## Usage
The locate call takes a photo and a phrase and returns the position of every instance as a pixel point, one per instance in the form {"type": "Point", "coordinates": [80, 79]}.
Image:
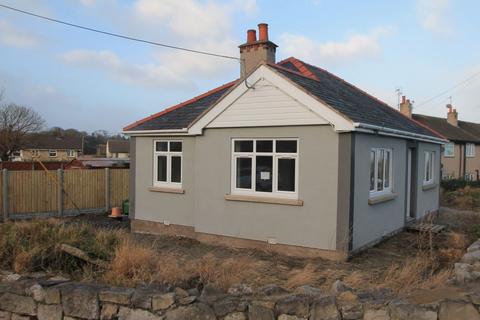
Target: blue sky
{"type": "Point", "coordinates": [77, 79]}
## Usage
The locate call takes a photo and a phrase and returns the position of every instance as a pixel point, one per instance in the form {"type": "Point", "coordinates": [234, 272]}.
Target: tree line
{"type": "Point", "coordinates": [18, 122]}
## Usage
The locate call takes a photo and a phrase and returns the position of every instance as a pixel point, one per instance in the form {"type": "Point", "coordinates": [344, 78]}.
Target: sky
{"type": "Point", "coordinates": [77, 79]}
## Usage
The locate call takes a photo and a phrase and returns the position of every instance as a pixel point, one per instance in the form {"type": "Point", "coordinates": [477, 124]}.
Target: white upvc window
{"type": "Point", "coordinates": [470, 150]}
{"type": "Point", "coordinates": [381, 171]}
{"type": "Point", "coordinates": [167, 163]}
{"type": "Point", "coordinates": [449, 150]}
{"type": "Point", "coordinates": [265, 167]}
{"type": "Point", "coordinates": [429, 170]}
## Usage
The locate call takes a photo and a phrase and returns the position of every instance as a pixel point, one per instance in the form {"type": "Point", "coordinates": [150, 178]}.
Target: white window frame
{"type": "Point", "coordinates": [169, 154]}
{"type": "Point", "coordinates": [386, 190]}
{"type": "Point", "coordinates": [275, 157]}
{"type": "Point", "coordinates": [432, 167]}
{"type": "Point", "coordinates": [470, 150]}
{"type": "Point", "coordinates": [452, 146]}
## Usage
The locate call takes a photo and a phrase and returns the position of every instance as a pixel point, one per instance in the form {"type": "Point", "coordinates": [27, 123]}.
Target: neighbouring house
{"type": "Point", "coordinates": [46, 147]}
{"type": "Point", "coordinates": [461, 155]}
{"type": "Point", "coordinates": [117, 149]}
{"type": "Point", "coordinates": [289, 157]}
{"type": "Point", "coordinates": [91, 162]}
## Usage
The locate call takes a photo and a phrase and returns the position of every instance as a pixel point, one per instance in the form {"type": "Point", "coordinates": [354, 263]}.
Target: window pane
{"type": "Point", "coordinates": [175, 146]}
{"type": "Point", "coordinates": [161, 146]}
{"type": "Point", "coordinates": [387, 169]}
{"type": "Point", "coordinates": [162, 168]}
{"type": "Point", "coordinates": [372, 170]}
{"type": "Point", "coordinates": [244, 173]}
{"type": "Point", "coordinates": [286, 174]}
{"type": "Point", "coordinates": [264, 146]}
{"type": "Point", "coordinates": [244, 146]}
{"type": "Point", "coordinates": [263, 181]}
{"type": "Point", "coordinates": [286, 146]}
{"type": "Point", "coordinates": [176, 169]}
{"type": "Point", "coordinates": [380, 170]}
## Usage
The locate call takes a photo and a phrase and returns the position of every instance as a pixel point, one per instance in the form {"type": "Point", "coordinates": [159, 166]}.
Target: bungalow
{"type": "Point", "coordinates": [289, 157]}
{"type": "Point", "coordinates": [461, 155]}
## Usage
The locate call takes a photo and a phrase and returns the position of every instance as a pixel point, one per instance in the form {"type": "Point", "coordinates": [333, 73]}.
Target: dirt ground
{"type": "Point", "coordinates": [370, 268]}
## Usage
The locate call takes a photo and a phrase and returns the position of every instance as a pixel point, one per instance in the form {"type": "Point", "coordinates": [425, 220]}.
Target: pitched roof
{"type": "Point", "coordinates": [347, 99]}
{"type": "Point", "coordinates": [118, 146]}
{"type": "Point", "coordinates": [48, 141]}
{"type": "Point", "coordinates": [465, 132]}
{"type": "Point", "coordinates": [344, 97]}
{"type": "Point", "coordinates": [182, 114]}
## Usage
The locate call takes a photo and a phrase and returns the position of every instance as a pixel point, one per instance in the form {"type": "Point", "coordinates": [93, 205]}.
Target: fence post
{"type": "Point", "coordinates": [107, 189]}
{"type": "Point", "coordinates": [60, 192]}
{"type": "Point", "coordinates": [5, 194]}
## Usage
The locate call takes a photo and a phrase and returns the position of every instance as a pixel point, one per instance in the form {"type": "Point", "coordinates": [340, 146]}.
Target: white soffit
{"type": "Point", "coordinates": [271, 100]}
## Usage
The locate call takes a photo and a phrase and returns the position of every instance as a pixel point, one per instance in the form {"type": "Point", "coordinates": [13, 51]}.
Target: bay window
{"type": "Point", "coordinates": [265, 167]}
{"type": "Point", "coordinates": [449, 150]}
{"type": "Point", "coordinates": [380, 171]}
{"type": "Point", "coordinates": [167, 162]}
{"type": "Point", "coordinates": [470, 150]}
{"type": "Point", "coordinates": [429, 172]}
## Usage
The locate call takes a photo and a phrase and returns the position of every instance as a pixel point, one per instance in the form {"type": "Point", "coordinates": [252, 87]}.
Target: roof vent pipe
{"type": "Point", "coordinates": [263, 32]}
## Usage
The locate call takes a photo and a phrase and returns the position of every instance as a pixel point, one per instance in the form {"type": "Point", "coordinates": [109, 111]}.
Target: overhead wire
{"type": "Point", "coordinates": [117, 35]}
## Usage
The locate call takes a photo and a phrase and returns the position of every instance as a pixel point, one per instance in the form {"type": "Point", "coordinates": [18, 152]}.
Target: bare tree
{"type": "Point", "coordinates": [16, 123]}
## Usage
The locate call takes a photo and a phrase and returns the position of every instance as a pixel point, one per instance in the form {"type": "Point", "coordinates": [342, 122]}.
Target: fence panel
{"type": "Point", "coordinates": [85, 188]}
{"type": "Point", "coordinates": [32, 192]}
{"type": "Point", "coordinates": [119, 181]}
★ ★ ★ ★
§ **EXERCISE DETAILS**
Each entry above is to be written out again unchanged, apart from the pictures, which are left out.

§ **OUTPUT FOR THIS TASK**
## Usage
The locate call takes a photo and a phrase and returns the position of every instance as a pixel point, one per instance in the form {"type": "Point", "coordinates": [80, 79]}.
Image:
Target: blue sky
{"type": "Point", "coordinates": [77, 79]}
## Usage
The locate call takes a photo and a phrase and returns the position of every instance as a pixel point, one per instance in the form {"type": "Point", "coordinates": [234, 272]}.
Target: tree line
{"type": "Point", "coordinates": [18, 122]}
## Usage
The locate call takes a photo and a phrase and returns the position of every instance as a pixel point, one per instance in the form {"type": "Point", "coordinates": [344, 78]}.
Target: sky
{"type": "Point", "coordinates": [77, 79]}
## Usage
The locate call takes a photo and a phrase and returns the position of every instance as a pixel point, one per instance in the form {"type": "Point", "coordinates": [477, 124]}.
Target: white upvc window
{"type": "Point", "coordinates": [470, 150]}
{"type": "Point", "coordinates": [381, 171]}
{"type": "Point", "coordinates": [167, 163]}
{"type": "Point", "coordinates": [449, 150]}
{"type": "Point", "coordinates": [265, 167]}
{"type": "Point", "coordinates": [429, 170]}
## Usage
The locate call takes a photo and a phrase and returns the position of every instance as a pixel point, one per instance in the form {"type": "Point", "coordinates": [150, 178]}.
Target: white window frame
{"type": "Point", "coordinates": [169, 154]}
{"type": "Point", "coordinates": [386, 190]}
{"type": "Point", "coordinates": [275, 157]}
{"type": "Point", "coordinates": [432, 167]}
{"type": "Point", "coordinates": [470, 150]}
{"type": "Point", "coordinates": [452, 146]}
## Usage
The locate call takes a photo and a phrase and returns the position of every instance as a pixel point, one per instance in the form {"type": "Point", "coordinates": [27, 123]}.
Target: neighbouring house
{"type": "Point", "coordinates": [46, 147]}
{"type": "Point", "coordinates": [461, 155]}
{"type": "Point", "coordinates": [117, 149]}
{"type": "Point", "coordinates": [289, 157]}
{"type": "Point", "coordinates": [91, 162]}
## Usage
The locate call takes a photo and a phrase and returns the position of every instance as a pixel point, one per instance in the form {"type": "Point", "coordinates": [354, 263]}.
Target: window pane
{"type": "Point", "coordinates": [175, 146]}
{"type": "Point", "coordinates": [161, 146]}
{"type": "Point", "coordinates": [387, 169]}
{"type": "Point", "coordinates": [162, 168]}
{"type": "Point", "coordinates": [372, 170]}
{"type": "Point", "coordinates": [244, 173]}
{"type": "Point", "coordinates": [286, 174]}
{"type": "Point", "coordinates": [264, 146]}
{"type": "Point", "coordinates": [244, 146]}
{"type": "Point", "coordinates": [263, 181]}
{"type": "Point", "coordinates": [286, 146]}
{"type": "Point", "coordinates": [176, 169]}
{"type": "Point", "coordinates": [380, 170]}
## Usage
The locate call takes a photo and a phrase and returns the position of every instance as a pixel point, one per instance in the form {"type": "Point", "coordinates": [159, 166]}.
Target: bungalow
{"type": "Point", "coordinates": [289, 157]}
{"type": "Point", "coordinates": [461, 155]}
## Usage
The locate call takes a photo and a phrase and returns the position of every instance as a pixel point, one per instance in the form {"type": "Point", "coordinates": [333, 73]}.
Target: dirt ground
{"type": "Point", "coordinates": [370, 268]}
## Usage
The locate call takes a photo and a phrase and returns the position of every instance as a pixel point, one per instance in the form {"type": "Point", "coordinates": [425, 220]}.
Target: pitched roof
{"type": "Point", "coordinates": [347, 99]}
{"type": "Point", "coordinates": [118, 146]}
{"type": "Point", "coordinates": [48, 141]}
{"type": "Point", "coordinates": [465, 132]}
{"type": "Point", "coordinates": [344, 97]}
{"type": "Point", "coordinates": [182, 114]}
## Usage
The locate call takes a photo and a phrase and returns the position of every instance as a pixel point, one per instance in the form {"type": "Point", "coordinates": [93, 205]}.
Target: fence post
{"type": "Point", "coordinates": [107, 189]}
{"type": "Point", "coordinates": [60, 192]}
{"type": "Point", "coordinates": [5, 194]}
## Usage
The locate call takes a photo and a phrase and returns the position of every instance as a pixel point, one per instance in the form {"type": "Point", "coordinates": [340, 146]}.
Target: white soffit
{"type": "Point", "coordinates": [271, 100]}
## Usage
The locate call takes a photo and a phrase and returns the position of every instance as a pixel point, one per instance in the form {"type": "Point", "coordinates": [13, 51]}.
Target: bay window
{"type": "Point", "coordinates": [265, 167]}
{"type": "Point", "coordinates": [449, 150]}
{"type": "Point", "coordinates": [380, 171]}
{"type": "Point", "coordinates": [167, 162]}
{"type": "Point", "coordinates": [470, 150]}
{"type": "Point", "coordinates": [429, 172]}
## Usage
The locate call takes a photo and a phrase and returns the position of every instance as a pixel point, one per instance in the form {"type": "Point", "coordinates": [252, 87]}.
Target: roof vent pipe
{"type": "Point", "coordinates": [263, 32]}
## Usage
The locate call takes a photo and a phrase and returns the position of every instance as a pixel point, one per instance in the form {"type": "Point", "coordinates": [109, 111]}.
Target: overhead wire
{"type": "Point", "coordinates": [117, 35]}
## Usage
The locate call takes a photo and a phrase and returns the position of every instance as a pixel point, one per instance in the form {"type": "Point", "coordinates": [18, 152]}.
Target: bare tree
{"type": "Point", "coordinates": [16, 123]}
## Usage
The locate call takes a photo and a phrase and returns the position of every instance as a pixel point, one per instance in the form {"type": "Point", "coordinates": [342, 122]}.
Target: fence panel
{"type": "Point", "coordinates": [85, 188]}
{"type": "Point", "coordinates": [32, 192]}
{"type": "Point", "coordinates": [119, 181]}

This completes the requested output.